=== Section Start ===
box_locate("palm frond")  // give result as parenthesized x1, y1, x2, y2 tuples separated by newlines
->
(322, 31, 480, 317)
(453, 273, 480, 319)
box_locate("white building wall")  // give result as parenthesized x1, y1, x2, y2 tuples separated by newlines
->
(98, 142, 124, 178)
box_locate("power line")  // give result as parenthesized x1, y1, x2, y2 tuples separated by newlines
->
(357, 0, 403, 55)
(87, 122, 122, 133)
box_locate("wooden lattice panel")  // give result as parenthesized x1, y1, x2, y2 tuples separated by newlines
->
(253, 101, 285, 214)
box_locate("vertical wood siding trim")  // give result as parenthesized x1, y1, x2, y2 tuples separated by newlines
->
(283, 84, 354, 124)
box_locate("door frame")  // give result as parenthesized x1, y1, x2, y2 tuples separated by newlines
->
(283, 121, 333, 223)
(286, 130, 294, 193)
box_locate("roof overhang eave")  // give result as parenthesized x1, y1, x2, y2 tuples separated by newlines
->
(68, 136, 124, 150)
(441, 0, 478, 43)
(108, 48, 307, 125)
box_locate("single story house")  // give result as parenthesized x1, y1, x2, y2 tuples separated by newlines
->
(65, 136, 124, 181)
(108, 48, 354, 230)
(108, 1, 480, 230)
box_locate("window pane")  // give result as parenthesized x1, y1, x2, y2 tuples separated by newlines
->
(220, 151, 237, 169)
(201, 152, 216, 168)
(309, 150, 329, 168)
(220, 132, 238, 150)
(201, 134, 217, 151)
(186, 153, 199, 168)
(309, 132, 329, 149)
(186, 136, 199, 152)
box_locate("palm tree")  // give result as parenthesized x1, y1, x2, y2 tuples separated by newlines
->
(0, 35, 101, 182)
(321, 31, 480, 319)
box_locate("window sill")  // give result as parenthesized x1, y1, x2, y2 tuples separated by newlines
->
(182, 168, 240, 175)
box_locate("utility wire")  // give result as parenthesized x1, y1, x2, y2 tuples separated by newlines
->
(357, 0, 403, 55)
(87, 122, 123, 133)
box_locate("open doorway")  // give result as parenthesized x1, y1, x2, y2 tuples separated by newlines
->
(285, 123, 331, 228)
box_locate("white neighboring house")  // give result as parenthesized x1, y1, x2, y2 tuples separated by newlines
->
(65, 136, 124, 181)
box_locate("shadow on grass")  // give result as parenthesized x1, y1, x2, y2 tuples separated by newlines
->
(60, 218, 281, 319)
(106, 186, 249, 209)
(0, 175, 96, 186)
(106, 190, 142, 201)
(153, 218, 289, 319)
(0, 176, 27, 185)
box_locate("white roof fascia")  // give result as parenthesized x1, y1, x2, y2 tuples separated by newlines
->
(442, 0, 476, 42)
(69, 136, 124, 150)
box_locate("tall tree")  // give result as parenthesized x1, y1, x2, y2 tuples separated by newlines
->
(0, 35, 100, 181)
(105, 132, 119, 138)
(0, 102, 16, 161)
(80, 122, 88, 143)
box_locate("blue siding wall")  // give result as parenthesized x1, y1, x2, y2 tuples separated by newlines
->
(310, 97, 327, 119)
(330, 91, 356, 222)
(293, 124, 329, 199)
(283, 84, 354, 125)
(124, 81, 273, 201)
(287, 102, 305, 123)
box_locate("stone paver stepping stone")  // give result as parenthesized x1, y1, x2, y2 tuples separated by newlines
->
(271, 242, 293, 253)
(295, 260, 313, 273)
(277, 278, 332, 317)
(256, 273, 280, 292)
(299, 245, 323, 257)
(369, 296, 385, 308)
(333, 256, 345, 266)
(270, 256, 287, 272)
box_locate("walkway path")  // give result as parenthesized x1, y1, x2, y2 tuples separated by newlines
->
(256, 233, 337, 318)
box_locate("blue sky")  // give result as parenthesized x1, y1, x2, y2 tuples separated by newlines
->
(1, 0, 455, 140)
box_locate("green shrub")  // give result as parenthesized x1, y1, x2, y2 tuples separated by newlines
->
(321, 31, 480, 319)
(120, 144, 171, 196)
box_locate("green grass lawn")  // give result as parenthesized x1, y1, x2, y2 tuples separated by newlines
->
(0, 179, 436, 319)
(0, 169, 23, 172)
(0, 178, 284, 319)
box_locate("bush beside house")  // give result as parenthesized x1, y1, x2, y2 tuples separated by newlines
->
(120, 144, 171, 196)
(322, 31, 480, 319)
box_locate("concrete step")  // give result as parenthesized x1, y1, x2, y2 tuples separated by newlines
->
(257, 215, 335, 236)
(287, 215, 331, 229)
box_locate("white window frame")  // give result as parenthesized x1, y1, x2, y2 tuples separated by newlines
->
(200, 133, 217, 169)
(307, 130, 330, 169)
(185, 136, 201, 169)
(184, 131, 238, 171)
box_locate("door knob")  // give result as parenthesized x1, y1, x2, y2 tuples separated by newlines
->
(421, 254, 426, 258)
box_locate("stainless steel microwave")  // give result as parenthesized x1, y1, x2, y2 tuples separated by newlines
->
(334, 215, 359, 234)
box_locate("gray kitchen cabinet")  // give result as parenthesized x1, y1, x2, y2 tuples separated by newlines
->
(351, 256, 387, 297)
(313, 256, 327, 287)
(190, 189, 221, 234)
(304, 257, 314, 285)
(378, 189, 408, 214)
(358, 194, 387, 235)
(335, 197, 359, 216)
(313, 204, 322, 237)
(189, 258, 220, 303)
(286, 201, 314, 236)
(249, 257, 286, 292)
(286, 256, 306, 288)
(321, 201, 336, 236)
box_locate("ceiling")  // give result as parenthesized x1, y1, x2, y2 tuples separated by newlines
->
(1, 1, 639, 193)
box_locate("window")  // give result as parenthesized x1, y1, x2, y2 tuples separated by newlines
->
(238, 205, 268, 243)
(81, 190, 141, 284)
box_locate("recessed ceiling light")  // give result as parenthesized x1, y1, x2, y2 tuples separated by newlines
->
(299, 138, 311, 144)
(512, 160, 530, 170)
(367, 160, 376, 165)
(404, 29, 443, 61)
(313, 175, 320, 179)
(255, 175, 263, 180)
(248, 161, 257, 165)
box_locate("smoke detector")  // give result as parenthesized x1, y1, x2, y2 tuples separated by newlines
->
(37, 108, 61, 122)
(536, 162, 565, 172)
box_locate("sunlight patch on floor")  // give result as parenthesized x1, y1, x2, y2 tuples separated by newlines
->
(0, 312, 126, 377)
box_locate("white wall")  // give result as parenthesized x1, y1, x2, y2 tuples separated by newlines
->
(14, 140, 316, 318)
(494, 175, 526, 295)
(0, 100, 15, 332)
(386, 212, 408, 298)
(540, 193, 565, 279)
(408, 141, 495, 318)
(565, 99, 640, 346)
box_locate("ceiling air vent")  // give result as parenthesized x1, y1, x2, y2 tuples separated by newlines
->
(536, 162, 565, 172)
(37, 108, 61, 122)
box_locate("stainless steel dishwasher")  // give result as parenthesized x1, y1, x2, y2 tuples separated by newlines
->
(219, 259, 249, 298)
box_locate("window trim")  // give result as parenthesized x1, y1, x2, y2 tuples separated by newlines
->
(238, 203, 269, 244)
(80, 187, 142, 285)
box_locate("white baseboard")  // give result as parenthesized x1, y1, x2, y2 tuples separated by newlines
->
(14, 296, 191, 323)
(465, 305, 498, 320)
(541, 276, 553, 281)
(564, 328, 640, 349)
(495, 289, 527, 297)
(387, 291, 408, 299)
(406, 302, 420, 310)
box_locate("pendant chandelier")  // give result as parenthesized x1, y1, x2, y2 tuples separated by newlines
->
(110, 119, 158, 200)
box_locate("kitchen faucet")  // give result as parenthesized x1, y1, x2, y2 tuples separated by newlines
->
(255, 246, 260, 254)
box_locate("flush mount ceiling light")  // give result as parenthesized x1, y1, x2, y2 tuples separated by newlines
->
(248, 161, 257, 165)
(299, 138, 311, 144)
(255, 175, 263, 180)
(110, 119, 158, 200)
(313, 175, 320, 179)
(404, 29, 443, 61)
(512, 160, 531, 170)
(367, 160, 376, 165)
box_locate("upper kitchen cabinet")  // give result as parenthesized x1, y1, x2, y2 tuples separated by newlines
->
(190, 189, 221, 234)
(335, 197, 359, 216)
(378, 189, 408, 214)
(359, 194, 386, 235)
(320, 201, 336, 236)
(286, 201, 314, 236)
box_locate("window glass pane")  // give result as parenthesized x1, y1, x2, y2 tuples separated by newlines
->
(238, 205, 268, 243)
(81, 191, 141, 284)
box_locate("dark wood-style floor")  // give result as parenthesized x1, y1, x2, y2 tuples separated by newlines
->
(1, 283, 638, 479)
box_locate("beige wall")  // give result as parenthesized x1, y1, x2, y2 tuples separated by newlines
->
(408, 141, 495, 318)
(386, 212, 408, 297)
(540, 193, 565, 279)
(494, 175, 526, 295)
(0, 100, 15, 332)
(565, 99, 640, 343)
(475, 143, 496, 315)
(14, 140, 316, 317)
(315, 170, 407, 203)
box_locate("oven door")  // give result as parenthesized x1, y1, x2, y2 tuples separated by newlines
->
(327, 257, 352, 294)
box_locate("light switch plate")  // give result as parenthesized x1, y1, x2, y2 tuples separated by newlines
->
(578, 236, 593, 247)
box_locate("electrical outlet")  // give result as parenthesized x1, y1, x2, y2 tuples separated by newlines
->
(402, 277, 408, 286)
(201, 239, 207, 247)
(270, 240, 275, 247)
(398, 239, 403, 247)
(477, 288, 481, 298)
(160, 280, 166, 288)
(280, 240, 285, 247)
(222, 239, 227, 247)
=== Section End ===
=== Section Start ===
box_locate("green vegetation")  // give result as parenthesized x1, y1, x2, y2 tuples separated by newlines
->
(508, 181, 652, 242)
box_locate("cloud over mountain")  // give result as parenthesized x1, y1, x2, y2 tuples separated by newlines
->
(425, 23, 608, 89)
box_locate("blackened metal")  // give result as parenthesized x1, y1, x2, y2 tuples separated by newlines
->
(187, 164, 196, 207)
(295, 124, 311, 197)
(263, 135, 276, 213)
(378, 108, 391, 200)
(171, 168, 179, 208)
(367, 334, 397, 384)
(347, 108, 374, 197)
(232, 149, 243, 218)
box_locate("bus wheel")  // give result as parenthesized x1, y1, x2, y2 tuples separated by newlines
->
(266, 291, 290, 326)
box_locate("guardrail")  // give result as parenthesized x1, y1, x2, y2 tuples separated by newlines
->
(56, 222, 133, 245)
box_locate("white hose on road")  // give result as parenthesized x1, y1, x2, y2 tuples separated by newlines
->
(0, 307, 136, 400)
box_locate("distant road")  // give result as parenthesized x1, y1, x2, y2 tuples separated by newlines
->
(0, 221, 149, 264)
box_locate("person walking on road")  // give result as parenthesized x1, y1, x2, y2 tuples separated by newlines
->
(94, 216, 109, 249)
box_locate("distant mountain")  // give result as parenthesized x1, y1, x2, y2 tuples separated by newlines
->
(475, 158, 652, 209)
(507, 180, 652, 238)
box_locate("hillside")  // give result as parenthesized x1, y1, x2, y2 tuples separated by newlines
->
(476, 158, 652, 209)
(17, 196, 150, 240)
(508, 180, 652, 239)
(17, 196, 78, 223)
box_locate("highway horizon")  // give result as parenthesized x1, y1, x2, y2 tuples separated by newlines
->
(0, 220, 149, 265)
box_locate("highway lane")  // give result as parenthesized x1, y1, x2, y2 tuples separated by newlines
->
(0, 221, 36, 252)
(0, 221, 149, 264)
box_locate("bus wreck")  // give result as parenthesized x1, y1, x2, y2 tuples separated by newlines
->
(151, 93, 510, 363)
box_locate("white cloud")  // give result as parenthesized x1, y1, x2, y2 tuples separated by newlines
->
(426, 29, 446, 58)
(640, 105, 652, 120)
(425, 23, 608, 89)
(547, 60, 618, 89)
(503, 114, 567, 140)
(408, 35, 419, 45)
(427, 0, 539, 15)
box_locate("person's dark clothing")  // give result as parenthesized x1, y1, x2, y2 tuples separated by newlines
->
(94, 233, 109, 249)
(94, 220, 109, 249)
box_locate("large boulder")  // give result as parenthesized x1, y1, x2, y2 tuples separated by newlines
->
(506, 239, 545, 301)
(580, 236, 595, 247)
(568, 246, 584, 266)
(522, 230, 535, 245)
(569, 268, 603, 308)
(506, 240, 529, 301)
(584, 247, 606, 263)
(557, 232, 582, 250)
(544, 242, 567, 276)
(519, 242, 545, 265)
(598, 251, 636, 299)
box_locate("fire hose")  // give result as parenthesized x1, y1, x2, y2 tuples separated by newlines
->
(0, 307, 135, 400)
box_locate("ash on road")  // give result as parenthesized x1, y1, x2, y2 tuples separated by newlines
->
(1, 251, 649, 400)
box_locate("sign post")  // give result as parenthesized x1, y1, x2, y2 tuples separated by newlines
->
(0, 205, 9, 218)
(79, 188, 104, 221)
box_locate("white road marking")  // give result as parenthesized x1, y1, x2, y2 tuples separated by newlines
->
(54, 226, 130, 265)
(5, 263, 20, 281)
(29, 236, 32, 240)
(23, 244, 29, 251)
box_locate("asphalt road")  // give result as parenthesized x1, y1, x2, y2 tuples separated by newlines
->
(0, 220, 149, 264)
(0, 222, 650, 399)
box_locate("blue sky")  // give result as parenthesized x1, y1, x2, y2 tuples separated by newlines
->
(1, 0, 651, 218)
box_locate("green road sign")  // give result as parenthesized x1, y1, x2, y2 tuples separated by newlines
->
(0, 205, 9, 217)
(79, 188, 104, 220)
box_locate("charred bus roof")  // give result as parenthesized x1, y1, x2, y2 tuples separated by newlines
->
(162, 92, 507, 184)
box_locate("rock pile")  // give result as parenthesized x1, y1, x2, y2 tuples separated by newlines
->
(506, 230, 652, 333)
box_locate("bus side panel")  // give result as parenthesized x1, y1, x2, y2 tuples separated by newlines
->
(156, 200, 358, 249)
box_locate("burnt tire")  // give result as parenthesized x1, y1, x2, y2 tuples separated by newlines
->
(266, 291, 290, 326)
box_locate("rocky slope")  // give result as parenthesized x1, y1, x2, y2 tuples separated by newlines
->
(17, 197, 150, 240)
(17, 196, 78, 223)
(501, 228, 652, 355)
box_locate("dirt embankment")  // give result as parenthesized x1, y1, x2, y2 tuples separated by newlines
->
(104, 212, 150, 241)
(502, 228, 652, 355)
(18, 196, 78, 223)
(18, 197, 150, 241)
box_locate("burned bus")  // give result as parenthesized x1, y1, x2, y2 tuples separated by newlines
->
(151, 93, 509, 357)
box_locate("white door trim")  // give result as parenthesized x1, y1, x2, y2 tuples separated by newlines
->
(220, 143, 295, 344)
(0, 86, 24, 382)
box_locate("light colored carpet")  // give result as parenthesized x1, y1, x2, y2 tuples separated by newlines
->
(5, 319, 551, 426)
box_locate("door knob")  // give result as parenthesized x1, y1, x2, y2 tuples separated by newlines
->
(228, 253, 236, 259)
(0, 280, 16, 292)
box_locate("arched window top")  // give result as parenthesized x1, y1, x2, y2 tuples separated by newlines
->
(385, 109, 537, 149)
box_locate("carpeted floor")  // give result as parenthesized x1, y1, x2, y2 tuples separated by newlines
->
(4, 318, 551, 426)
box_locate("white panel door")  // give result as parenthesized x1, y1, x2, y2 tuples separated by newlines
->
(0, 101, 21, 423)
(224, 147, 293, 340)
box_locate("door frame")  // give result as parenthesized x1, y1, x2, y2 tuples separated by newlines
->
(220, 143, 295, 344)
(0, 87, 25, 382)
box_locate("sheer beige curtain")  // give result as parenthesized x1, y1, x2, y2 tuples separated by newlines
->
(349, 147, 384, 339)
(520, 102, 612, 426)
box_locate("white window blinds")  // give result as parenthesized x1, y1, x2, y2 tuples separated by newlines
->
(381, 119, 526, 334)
=== Section End ===
=== Section Start ===
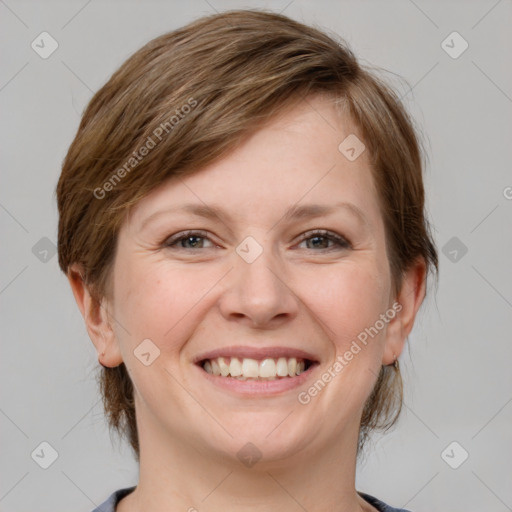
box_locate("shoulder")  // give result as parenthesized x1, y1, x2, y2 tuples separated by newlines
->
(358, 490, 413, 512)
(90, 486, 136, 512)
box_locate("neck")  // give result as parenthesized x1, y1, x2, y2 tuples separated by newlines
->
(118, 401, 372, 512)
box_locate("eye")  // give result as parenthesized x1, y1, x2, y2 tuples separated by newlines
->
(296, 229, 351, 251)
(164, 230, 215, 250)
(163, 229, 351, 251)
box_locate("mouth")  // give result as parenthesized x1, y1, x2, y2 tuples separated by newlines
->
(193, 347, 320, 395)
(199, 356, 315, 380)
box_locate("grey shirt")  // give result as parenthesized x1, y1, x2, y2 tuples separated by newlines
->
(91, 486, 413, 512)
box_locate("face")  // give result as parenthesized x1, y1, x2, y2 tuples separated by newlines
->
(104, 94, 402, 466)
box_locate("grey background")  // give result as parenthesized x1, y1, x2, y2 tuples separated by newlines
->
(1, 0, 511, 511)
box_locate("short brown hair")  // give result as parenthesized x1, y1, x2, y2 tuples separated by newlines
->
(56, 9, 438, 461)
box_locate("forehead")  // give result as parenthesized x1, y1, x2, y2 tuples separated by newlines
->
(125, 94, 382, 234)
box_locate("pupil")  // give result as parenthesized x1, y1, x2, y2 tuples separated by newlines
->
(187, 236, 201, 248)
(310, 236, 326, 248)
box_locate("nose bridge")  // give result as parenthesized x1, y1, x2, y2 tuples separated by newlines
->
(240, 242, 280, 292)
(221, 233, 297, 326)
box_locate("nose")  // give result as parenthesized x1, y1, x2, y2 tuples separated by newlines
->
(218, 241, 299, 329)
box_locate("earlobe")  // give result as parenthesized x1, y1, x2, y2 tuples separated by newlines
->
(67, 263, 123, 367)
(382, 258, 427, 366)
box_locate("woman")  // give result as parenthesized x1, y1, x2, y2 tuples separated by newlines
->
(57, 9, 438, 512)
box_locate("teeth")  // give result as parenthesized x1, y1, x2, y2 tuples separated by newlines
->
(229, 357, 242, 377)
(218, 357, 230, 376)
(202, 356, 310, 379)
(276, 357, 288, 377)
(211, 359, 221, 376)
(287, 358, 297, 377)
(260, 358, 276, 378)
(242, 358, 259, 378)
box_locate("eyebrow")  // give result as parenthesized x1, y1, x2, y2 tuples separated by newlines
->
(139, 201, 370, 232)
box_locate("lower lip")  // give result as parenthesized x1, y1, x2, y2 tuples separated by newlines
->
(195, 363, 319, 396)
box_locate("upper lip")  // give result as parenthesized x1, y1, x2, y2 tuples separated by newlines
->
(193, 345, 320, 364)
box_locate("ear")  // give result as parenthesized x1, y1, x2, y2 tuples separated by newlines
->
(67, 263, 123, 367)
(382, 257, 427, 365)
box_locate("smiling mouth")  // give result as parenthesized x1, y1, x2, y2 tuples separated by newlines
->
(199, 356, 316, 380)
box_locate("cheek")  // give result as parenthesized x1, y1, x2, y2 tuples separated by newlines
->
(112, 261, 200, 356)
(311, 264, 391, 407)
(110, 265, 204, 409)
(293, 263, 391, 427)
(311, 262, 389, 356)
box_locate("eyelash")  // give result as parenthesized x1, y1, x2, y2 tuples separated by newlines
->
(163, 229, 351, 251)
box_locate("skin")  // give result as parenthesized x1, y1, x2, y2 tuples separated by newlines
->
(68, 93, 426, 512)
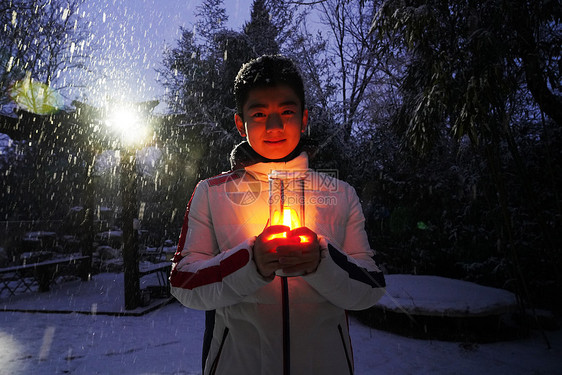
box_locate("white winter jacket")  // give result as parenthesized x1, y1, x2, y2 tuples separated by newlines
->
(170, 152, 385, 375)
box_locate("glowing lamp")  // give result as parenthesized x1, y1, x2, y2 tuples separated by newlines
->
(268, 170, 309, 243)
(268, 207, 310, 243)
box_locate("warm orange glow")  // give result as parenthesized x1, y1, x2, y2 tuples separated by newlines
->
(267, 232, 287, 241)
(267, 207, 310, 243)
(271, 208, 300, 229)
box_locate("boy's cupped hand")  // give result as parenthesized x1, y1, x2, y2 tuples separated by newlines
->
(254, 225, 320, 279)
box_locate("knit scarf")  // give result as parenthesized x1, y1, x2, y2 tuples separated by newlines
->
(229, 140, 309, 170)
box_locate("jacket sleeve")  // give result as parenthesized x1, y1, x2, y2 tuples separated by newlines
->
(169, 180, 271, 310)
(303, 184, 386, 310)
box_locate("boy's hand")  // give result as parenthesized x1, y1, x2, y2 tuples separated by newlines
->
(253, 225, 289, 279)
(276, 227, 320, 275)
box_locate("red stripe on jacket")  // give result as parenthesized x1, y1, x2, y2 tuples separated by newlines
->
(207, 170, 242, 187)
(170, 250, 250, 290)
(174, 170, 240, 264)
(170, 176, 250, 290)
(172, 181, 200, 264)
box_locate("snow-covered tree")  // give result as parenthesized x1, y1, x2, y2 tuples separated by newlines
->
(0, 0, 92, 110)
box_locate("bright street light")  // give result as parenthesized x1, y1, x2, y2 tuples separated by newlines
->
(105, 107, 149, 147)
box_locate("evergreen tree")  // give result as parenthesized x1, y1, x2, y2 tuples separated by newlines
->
=== Section End ===
▶ PROBLEM TO SOLVE: Look through the data above. Find each line with the string "kitchen" and copy it.

▶ ANSWER TO THIS TASK:
box_locate("gray kitchen cabinet")  // give result as parenthesized x1, y1, x2, y2 tuples separated by newlines
box_locate("kitchen faucet")  // give result as parenthesized x1, y1, x2, y2 tuples separated by newlines
box_locate("upper kitchen cabinet")  // give result as parenthesized x1, y1, x2, y2 tuples separated by newlines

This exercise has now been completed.